Top of Extracted material
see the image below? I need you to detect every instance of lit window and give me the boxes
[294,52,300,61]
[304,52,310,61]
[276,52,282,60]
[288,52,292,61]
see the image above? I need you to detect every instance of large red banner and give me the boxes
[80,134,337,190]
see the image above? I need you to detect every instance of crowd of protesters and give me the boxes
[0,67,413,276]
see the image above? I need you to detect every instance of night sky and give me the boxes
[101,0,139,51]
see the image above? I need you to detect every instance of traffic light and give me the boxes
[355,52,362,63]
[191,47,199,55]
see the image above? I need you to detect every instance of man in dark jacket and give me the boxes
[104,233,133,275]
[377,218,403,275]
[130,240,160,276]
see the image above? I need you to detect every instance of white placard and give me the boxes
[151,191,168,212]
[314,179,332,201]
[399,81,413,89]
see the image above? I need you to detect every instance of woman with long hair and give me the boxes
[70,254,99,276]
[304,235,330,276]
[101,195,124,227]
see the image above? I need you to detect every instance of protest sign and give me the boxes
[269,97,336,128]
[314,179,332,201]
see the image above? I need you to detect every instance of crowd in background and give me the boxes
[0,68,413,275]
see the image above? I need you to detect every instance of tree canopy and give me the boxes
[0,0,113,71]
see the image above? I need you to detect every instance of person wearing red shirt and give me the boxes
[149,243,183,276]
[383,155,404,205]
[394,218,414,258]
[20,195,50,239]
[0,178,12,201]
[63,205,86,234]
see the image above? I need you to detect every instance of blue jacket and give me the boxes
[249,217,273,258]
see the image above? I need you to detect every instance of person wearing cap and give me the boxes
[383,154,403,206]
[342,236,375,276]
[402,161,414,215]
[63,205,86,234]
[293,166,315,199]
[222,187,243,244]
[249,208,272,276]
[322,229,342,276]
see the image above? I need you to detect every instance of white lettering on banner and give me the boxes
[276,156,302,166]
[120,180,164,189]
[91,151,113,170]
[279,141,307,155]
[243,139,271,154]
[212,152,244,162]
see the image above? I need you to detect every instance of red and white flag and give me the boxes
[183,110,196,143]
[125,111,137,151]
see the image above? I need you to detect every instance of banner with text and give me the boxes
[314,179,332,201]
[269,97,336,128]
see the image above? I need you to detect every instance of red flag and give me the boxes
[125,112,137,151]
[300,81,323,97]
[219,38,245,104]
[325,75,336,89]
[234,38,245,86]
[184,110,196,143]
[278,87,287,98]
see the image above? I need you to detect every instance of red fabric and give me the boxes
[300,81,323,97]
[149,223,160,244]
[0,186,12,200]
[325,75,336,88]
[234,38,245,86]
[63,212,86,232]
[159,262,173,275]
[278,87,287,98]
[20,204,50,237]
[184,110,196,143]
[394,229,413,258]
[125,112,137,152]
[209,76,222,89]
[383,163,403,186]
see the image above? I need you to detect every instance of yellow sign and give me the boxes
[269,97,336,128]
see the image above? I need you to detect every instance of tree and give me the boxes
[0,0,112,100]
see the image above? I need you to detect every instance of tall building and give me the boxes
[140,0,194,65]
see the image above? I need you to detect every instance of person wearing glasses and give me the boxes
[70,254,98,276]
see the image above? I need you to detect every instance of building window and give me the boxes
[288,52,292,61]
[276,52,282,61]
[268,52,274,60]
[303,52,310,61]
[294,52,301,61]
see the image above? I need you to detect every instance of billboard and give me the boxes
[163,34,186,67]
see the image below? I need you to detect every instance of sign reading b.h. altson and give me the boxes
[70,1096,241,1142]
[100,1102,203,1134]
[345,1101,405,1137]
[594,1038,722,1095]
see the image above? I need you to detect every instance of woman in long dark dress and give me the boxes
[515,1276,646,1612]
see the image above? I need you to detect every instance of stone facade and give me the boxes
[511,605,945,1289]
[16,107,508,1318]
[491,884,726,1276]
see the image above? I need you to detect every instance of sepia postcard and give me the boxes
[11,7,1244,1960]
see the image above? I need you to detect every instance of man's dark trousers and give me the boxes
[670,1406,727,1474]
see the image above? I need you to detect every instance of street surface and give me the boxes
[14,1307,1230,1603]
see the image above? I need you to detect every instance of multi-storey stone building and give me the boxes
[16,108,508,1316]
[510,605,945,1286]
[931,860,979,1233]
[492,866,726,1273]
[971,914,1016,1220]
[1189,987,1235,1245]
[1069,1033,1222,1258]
Bottom of Extracted material
### [Problem description]
The response should contain each record above, retyped exactly.

### [Output below]
see the image below? I need you to detect every instance of lit window and give me the boxes
[294,52,300,61]
[304,52,310,61]
[276,52,282,60]
[288,52,292,61]
see the image above? I need you to detect every instance of large red banner and give me the boxes
[80,134,337,190]
see the image above? I need you to detect every instance of crowd of protesters and give me the boxes
[0,67,413,276]
see the image above? I need you to detect every instance of night sky and give me the boxes
[101,0,139,51]
see the image above? I need you to detect every instance of traffic light and give me the boxes
[355,52,362,63]
[191,47,199,55]
see the image above? I need you to detect every instance of man in dark jacket and give me the boxes
[104,233,133,275]
[377,218,403,275]
[130,240,160,276]
see the image above? I need you to detect every instance of white placard and give me the boxes
[151,191,168,212]
[314,179,332,201]
[399,81,413,89]
see the image above? I need you to detect every instance of woman with long hair and give me the boxes
[70,254,99,276]
[304,235,330,276]
[101,195,124,227]
see the image above? I need you to detect every instance of protest sign and give me the boxes
[269,97,336,128]
[314,179,332,201]
see the image above? I need you to detect every instance of crowd in background and give me the boxes
[0,68,413,275]
see the image above? I need you to detect every instance of tree canopy and give me the boxes
[0,0,113,71]
see the image above? I need you to detect every instance of person wearing red shirt and give me the boxes
[149,243,183,276]
[383,155,404,205]
[394,218,414,258]
[20,195,50,239]
[0,178,12,201]
[63,205,86,234]
see the image above? I need you to detect every instance of blue jacket and give me the boxes
[249,217,273,258]
see the image above? I need you to detect every instance of person wearing cap and give me the boxes
[383,154,403,206]
[342,236,375,276]
[402,161,414,215]
[63,205,86,234]
[293,166,315,199]
[222,187,243,244]
[249,208,272,276]
[322,229,342,276]
see the image above? I need you to detect every instance of white lettering on banner and give me the boxes
[276,156,302,166]
[120,180,164,189]
[91,151,113,170]
[279,141,307,155]
[243,139,271,154]
[212,152,244,162]
see the image above? I need you to detect every instance of red and white flag and give me the boxes
[183,110,196,143]
[125,111,137,151]
see the image above? I need you to detect every instance of banner with text and give me the boxes
[314,179,332,201]
[269,97,336,128]
see the image above? I need you to detect every instance of red flag and give me the boxes
[125,112,137,151]
[300,81,323,97]
[219,38,245,104]
[325,75,336,89]
[234,38,245,86]
[184,110,196,143]
[278,87,287,98]
see the image above? I need you to detect every instance of red fabric and give me the boxes
[300,81,323,97]
[149,223,160,244]
[0,186,12,200]
[325,75,336,88]
[234,38,245,86]
[63,212,86,232]
[159,262,173,275]
[278,87,287,98]
[20,204,50,237]
[184,110,196,143]
[394,229,413,258]
[125,112,137,152]
[209,76,222,89]
[383,163,403,186]
see the image above? I need you to detect every instance of yellow sign and give me the boxes
[269,97,336,128]
see the image above? I need you to detect every instance of tree and give me the boxes
[0,0,112,100]
see the image above? I need you to detect every instance of tall building and give me the boxes
[140,0,194,65]
see the image above? I need you to detect every instance of person wearing glasses and give me the boxes
[70,254,98,276]
see the image above? I need you to detect every instance of building window and give me the boxes
[288,52,292,61]
[276,52,282,61]
[268,52,274,60]
[303,52,310,61]
[294,52,301,61]
see the image above? I need you to detect every instance of billboard and give me the boxes
[163,34,186,67]
see the image below? I need you to detect every instance of sign reading b.h. altson and give me the boxes
[70,1096,241,1142]
[100,1102,203,1134]
[345,1101,405,1137]
[594,1038,722,1095]
see the image above? I need you to detect every instance of woman in long dark dress and give me the boxes
[515,1276,646,1612]
see the image above? I need you to detect every instance of stone facade and give me the boxes
[511,605,945,1289]
[16,107,508,1318]
[491,884,726,1276]
see the image above? I need you to detect every instance of sepia postcard and give me the boxes
[11,7,1244,1960]
see the image above? I need you to detect every instance of man's dark trousers and give me the boxes
[670,1406,727,1474]
see the image above? I need you to detect every instance of street surface and give me the boxes
[14,1307,1230,1603]
see the image above? I need you to detect every instance of multi-storey stone building and give me the boxes
[16,108,508,1316]
[510,605,945,1286]
[931,860,979,1233]
[492,866,726,1273]
[971,914,1016,1220]
[1189,987,1235,1245]
[1069,1033,1222,1258]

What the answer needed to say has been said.